[Problem set]
1 – Answer these questions about the passage on workplace absenteeism:
(a) What does Frost warn against?
(b) What was the average yearly sickness rate in Cardiff Council's waste management department?
(c) Who can make the biggest difference?
2 – Can you write what comes next in the passage on workplace absenteeism, picking up after its last sentence?

** BEGIN Provided passage **

But the key to changing the situation in both sectors lies in the will of senior managers to tackle the problem. In particular, Frost warns against passing responsibility to outside agencies.

“I do not think it can be outsourced. It’s too easy for organisations simply to say ‘let’s get a third party to manage this for us’. You need management to do the job for which it is paid and to manage the problem,” he contends.

To do that effectively, they need to monitor carefully what is going on within their organisations. “Organisations run into difficulties because they don’t have evidence – there’s no clear timetable of when people had time off,” Frost points out.

Once the requisite data has been collected, however, patterns tend to emerge of when and where employees take time off, revealing sickness hotspots in particular departments or teams.

Management needs training
These insights make it easier to begin assessing the reasons behind absenteeism. Cardiff Council recently found, for example, that absenteeism levels in its waste management department far outstripped those in the rest of the council, with an average sickness rate of 25 days a year compared to 11.49 in other departments.

But the people who can really make the biggest difference are line managers. Frost acknowledges, however, that in order to help them undertake sometimes difficult conversations with staff, they need support and training.

The idea is that, as the demarcations between work and home life continue to crumble, issues such as money, family and relationship problems are increasingly entering the work sphere, and managers need to be able to deal with them.

** END Provided passage **
** BEGIN Supplied data **

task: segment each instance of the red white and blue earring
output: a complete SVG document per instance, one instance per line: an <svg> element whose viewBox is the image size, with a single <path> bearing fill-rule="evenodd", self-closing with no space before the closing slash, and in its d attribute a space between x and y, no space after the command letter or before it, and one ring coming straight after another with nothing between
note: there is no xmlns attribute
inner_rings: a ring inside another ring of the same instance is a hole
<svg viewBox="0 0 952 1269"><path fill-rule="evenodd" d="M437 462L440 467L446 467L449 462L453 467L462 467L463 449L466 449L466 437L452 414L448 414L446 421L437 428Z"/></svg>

** END Supplied data **

[Expected responses]
1 –
(a) Passing responsibility to outside agencies.
(b) 25 days a year, compared with 11.49 in other departments.
(c) Line managers.

2 –
“Management needs training, particularly as the growth of absenteeism is based on stress,” Frost says. “It’s pretty easy for a manager to have a discussion with someone with a broken leg or back ache, but if the absence is due to stress or domestic and financial problems, then that needs a lot of training to deal with and it’s difficult to discuss.”

But stress may be a key consideration, particularly during times of economic hardship and uncertainty, the issue doesn’t necessarily lead to higher rates of absenteeism per se. “More people possible take time off, but there’s also a degree of presenteeism,” Frost suggests.

Although well-being and employee assistance programmes all help here, it essentially comes back to management practice. In organisations that have effective systems in place, there are low levels of absenteeism.

One of the measures that can help people to manage stress levels and reduce absenteeism rates, however, is flexible working. People tend to work harder and more productively when they are allowed to do so within flexible hours or from home which, in turn, leads to a drop in absenteeism levels.

Regardless of how the government responds to the problem though, Frost believes that, when it comes down to it, it’s really up to employers to take responsibility for tackling high sickness levels within their own organisations.